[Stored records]
:::::

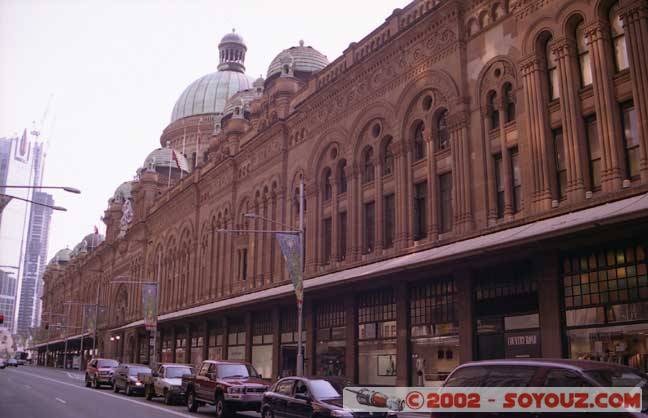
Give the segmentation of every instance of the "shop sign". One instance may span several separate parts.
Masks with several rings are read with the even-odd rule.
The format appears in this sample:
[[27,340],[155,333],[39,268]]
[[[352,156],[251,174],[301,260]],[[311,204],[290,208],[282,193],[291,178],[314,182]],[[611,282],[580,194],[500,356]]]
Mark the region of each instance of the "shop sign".
[[506,358],[540,357],[540,332],[509,332],[506,340]]
[[228,360],[245,360],[245,346],[227,347]]

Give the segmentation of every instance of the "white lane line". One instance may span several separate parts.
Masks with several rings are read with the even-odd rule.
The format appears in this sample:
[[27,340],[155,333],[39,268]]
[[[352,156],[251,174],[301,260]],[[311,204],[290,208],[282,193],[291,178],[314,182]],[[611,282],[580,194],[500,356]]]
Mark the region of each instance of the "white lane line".
[[78,375],[78,374],[72,374],[70,372],[67,372],[67,375],[68,375],[68,377],[70,379],[74,379],[74,380],[83,380],[84,379],[84,376],[81,376],[81,375]]
[[14,373],[23,374],[23,375],[25,375],[25,376],[33,376],[33,377],[37,377],[37,378],[39,378],[39,379],[47,380],[47,381],[54,382],[54,383],[59,383],[59,384],[61,384],[61,385],[70,386],[70,387],[73,387],[73,388],[76,388],[76,389],[80,389],[80,390],[89,390],[89,391],[92,391],[93,393],[96,393],[97,395],[110,396],[111,398],[116,398],[116,399],[120,399],[120,400],[122,400],[122,401],[126,401],[126,402],[131,402],[131,403],[137,404],[137,405],[139,405],[139,406],[145,406],[145,407],[148,407],[148,408],[151,408],[151,409],[156,409],[156,410],[158,410],[158,411],[166,412],[166,413],[169,413],[169,414],[171,414],[171,415],[178,416],[178,417],[184,417],[184,418],[195,418],[195,415],[187,415],[187,414],[183,414],[183,413],[181,413],[181,412],[174,411],[174,410],[172,410],[172,409],[162,408],[161,406],[151,405],[151,404],[149,404],[149,403],[144,403],[144,402],[136,401],[135,399],[125,398],[125,397],[123,397],[123,396],[114,395],[114,394],[112,394],[112,393],[101,392],[101,391],[98,391],[98,390],[96,390],[96,389],[89,389],[89,388],[86,388],[86,387],[84,387],[84,386],[78,386],[78,385],[75,385],[75,384],[72,384],[72,383],[63,382],[63,381],[61,381],[61,380],[56,380],[56,379],[51,379],[51,378],[49,378],[49,377],[45,377],[45,376],[38,376],[38,375],[33,374],[33,373],[25,373],[25,372],[20,372],[20,371],[18,371],[18,370],[16,370]]
[[29,385],[23,385],[23,386],[25,387],[25,389],[31,389],[31,386]]
[[65,402],[65,401],[64,401],[63,399],[61,399],[61,398],[54,398],[54,399],[56,399],[57,401],[61,402],[62,404],[66,404],[66,403],[67,403],[67,402]]

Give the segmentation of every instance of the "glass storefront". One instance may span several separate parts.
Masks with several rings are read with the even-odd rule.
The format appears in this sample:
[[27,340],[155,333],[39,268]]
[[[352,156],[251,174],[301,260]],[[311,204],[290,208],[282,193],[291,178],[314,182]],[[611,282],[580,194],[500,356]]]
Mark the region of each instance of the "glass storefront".
[[169,335],[165,335],[162,340],[162,362],[163,363],[173,363],[173,352],[171,351],[173,347],[173,339]]
[[[139,338],[139,358],[137,361],[140,364],[148,364],[149,361],[149,350],[151,348],[151,341],[148,335],[142,335]],[[85,351],[85,350],[84,350]]]
[[210,328],[209,330],[209,360],[223,359],[223,330],[220,328]]
[[187,336],[184,333],[176,335],[176,363],[186,363],[187,357]]
[[645,244],[599,248],[562,260],[570,358],[648,371]]
[[358,297],[358,383],[396,384],[396,296],[393,289]]
[[245,323],[243,320],[232,321],[227,334],[227,359],[245,361]]
[[[197,333],[201,333],[201,331],[197,331]],[[191,336],[191,361],[190,363],[193,364],[194,366],[198,367],[202,364],[203,362],[203,346],[205,345],[205,338],[197,335],[192,335]]]
[[[302,324],[302,352],[305,351],[306,344],[306,327]],[[296,309],[284,309],[281,311],[279,320],[280,331],[280,356],[279,356],[279,376],[295,376],[297,374],[297,312]]]
[[255,314],[252,321],[252,365],[265,378],[272,376],[272,316]]
[[541,357],[537,281],[529,264],[479,272],[473,298],[477,359]]
[[322,303],[315,312],[315,374],[345,376],[346,315],[344,303]]
[[434,280],[410,289],[412,386],[440,386],[459,365],[454,280]]

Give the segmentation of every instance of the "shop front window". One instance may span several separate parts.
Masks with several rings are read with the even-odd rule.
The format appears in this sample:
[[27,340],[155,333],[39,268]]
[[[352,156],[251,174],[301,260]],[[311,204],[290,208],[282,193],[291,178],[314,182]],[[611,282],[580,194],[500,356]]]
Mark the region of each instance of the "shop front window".
[[272,376],[272,317],[266,312],[252,321],[252,365],[265,378]]
[[452,279],[410,290],[412,386],[440,386],[459,365],[455,295]]
[[227,359],[245,361],[245,324],[243,321],[233,322],[227,334]]
[[[281,351],[279,356],[279,375],[281,377],[297,374],[297,312],[295,309],[283,310],[280,314],[279,331]],[[302,324],[302,353],[306,343],[306,328]]]
[[173,340],[171,338],[165,338],[162,340],[162,362],[173,363],[173,353],[171,352],[172,345]]
[[184,334],[178,334],[176,337],[176,363],[184,363],[186,361],[185,353],[187,352],[187,338]]
[[358,377],[361,385],[396,384],[396,296],[392,289],[358,298]]
[[316,375],[345,376],[346,315],[344,303],[322,303],[316,308]]
[[541,356],[538,289],[528,264],[480,272],[473,292],[478,359]]
[[200,366],[203,362],[203,346],[205,345],[204,337],[191,337],[191,361],[195,366]]
[[209,330],[209,360],[223,359],[223,331],[220,329]]
[[562,260],[569,356],[648,371],[648,268],[643,243]]

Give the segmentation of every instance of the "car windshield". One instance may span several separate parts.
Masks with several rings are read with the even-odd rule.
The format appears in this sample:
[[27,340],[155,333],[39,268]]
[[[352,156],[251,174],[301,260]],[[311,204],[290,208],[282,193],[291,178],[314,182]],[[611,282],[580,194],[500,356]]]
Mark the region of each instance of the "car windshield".
[[148,367],[129,367],[128,375],[137,376],[138,373],[151,373],[151,369]]
[[218,365],[218,377],[259,377],[254,367],[247,364],[220,364]]
[[315,399],[331,399],[339,398],[342,396],[340,392],[326,380],[311,380],[310,381],[311,395]]
[[191,367],[167,367],[164,373],[164,377],[173,379],[182,377],[186,374],[193,374],[193,369]]
[[99,362],[97,362],[97,367],[117,367],[118,364],[119,363],[115,360],[99,360]]

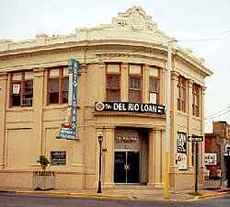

:::::

▶ _HOW TO COMPLETE THIS TASK_
Every last line above must be reproduced as written, and no pictures belong in the copy.

▶ _WRITTEN SOLUTION_
Give the segmentation of every instance of the "shop sign". One instance may span several separate parts.
Masks with several rings are read with the even-odd rule.
The format appears in this sample:
[[27,340],[155,333],[39,268]]
[[[352,156],[251,174],[301,260]],[[311,204],[290,208],[282,193],[291,178],[314,182]],[[611,282],[580,194],[500,356]]]
Mark the region of each instance of the "shop sign".
[[506,358],[540,357],[540,332],[509,332],[506,340]]
[[228,360],[245,360],[245,346],[227,347]]

Give the segmentation of every instance of the "white lane line". One instance may span several separate parts.
Masks with several rings are read with the even-odd rule.
The format appears in this sample:
[[27,340],[155,333],[39,268]]
[[[352,156],[251,174],[301,260]],[[311,204],[290,208],[282,193],[291,178],[314,182]],[[611,282],[580,194],[500,356]]]
Mark the region of each instance of the "white lane line".
[[78,375],[78,374],[72,374],[70,372],[67,372],[67,375],[68,375],[68,377],[70,379],[74,379],[74,380],[83,380],[84,379],[84,376],[81,376],[81,375]]
[[14,373],[23,374],[23,375],[25,375],[25,376],[33,376],[33,377],[37,377],[37,378],[39,378],[39,379],[47,380],[47,381],[54,382],[54,383],[59,383],[59,384],[61,384],[61,385],[70,386],[70,387],[73,387],[73,388],[76,388],[76,389],[80,389],[80,390],[89,390],[89,391],[92,391],[93,393],[96,393],[97,395],[110,396],[111,398],[116,398],[116,399],[120,399],[120,400],[122,400],[122,401],[126,401],[126,402],[131,402],[131,403],[137,404],[137,405],[139,405],[139,406],[145,406],[145,407],[148,407],[148,408],[151,408],[151,409],[156,409],[156,410],[158,410],[158,411],[166,412],[166,413],[169,413],[169,414],[171,414],[171,415],[178,416],[178,417],[184,417],[184,418],[195,418],[195,415],[187,415],[187,414],[183,414],[183,413],[181,413],[181,412],[174,411],[174,410],[172,410],[172,409],[162,408],[161,406],[151,405],[151,404],[149,404],[149,403],[144,403],[144,402],[136,401],[135,399],[125,398],[125,397],[123,397],[123,396],[114,395],[114,394],[112,394],[112,393],[101,392],[101,391],[98,391],[98,390],[96,390],[96,389],[89,389],[89,388],[86,388],[86,387],[84,387],[84,386],[78,386],[78,385],[75,385],[75,384],[72,384],[72,383],[63,382],[63,381],[61,381],[61,380],[56,380],[56,379],[51,379],[51,378],[49,378],[49,377],[45,377],[45,376],[38,376],[38,375],[33,374],[33,373],[25,373],[25,372],[20,372],[20,371],[18,371],[18,370],[16,370]]
[[29,385],[23,385],[23,386],[25,387],[25,389],[31,389],[31,386]]
[[65,402],[65,401],[64,401],[63,399],[61,399],[61,398],[54,398],[54,399],[56,399],[57,401],[61,402],[62,404],[66,404],[66,403],[67,403],[67,402]]

Give the segmentation of every instance of the "glass storefront". One instance may span several separate parts.
Masks with several rings are read with the even-odd rule.
The format appears in this sample:
[[27,340],[155,333],[39,268]]
[[[352,156],[251,174],[301,260]],[[311,204],[290,208],[282,193],[291,178],[314,182]],[[611,282],[580,194],[500,356]]]
Mark the region of each instance of the "glass storefront".
[[169,335],[165,335],[162,340],[162,362],[163,363],[173,363],[173,352],[171,351],[173,347],[173,339]]
[[[139,338],[139,358],[137,361],[140,364],[148,364],[149,361],[149,350],[151,348],[151,341],[148,335],[142,335]],[[85,351],[85,350],[84,350]]]
[[210,328],[209,330],[209,360],[223,359],[223,330],[220,328]]
[[187,336],[184,333],[176,335],[176,363],[186,363],[187,357]]
[[645,244],[599,248],[562,260],[570,358],[648,371]]
[[358,297],[358,383],[396,384],[396,296],[393,289]]
[[245,323],[243,320],[232,321],[227,334],[227,359],[245,361]]
[[[197,333],[201,333],[201,331],[197,331]],[[191,336],[191,361],[190,363],[193,364],[194,366],[198,367],[202,364],[203,362],[203,346],[205,345],[205,338],[197,335],[192,335]]]
[[[302,324],[302,352],[305,351],[306,344],[306,327]],[[296,309],[284,309],[281,311],[279,320],[280,331],[280,356],[279,356],[279,376],[295,376],[297,374],[297,312]]]
[[255,314],[252,321],[252,365],[265,378],[272,376],[272,316]]
[[541,357],[537,281],[529,264],[479,272],[473,298],[477,359]]
[[322,303],[315,312],[315,374],[345,376],[346,315],[344,303]]
[[434,280],[410,289],[412,386],[440,386],[459,365],[454,280]]

Give the segmentation of every instance of the "shop front window". One instance may span several separate parts.
Masks with several rings are read with the even-odd rule.
The format appears in this sample:
[[27,340],[155,333],[39,268]]
[[[352,156],[251,174],[301,260]],[[311,204],[290,208],[282,193],[291,178],[314,182]],[[611,282],[580,194],[500,356]]]
Mark the region of each instance of the "shop front window".
[[272,376],[272,317],[266,312],[252,321],[252,365],[265,378]]
[[452,279],[410,290],[412,386],[440,386],[459,365],[455,295]]
[[227,359],[245,361],[245,324],[243,321],[233,322],[227,334]]
[[[281,351],[279,356],[279,375],[281,377],[297,374],[297,312],[295,309],[283,310],[280,314],[279,331]],[[302,324],[302,353],[306,343],[306,328]]]
[[173,340],[171,338],[165,338],[162,340],[162,362],[173,363],[173,353],[171,352],[172,345]]
[[184,334],[178,334],[176,337],[176,363],[184,363],[186,361],[185,353],[187,352],[187,338]]
[[358,377],[361,385],[396,384],[396,296],[392,289],[358,298]]
[[316,375],[345,376],[346,315],[344,303],[322,303],[316,308]]
[[541,356],[538,289],[528,264],[480,272],[473,292],[478,359]]
[[200,366],[203,362],[203,346],[205,345],[204,337],[191,337],[191,361],[195,366]]
[[209,330],[209,360],[223,359],[223,331],[220,329]]
[[562,260],[569,356],[648,371],[648,268],[643,243]]

Give the segmentation of every instance of the "car windshield". One instance may span several separate parts.
Masks with several rings are read with the even-odd rule.
The format appears in this sample:
[[27,340],[155,333],[39,268]]
[[[352,156],[251,174],[301,260]],[[311,204],[290,208],[282,193],[291,178],[314,182]],[[611,282],[580,194],[500,356]]]
Mark the region of each instance of the "car windshield".
[[148,367],[129,367],[128,375],[137,376],[138,373],[151,373],[151,369]]
[[218,365],[218,377],[259,377],[254,367],[247,364],[220,364]]
[[315,399],[331,399],[339,398],[342,396],[340,392],[326,380],[311,380],[310,381],[311,395]]
[[191,367],[167,367],[164,373],[164,377],[173,379],[182,377],[186,374],[193,374],[193,369]]
[[99,362],[97,362],[97,367],[117,367],[118,364],[119,363],[115,360],[99,360]]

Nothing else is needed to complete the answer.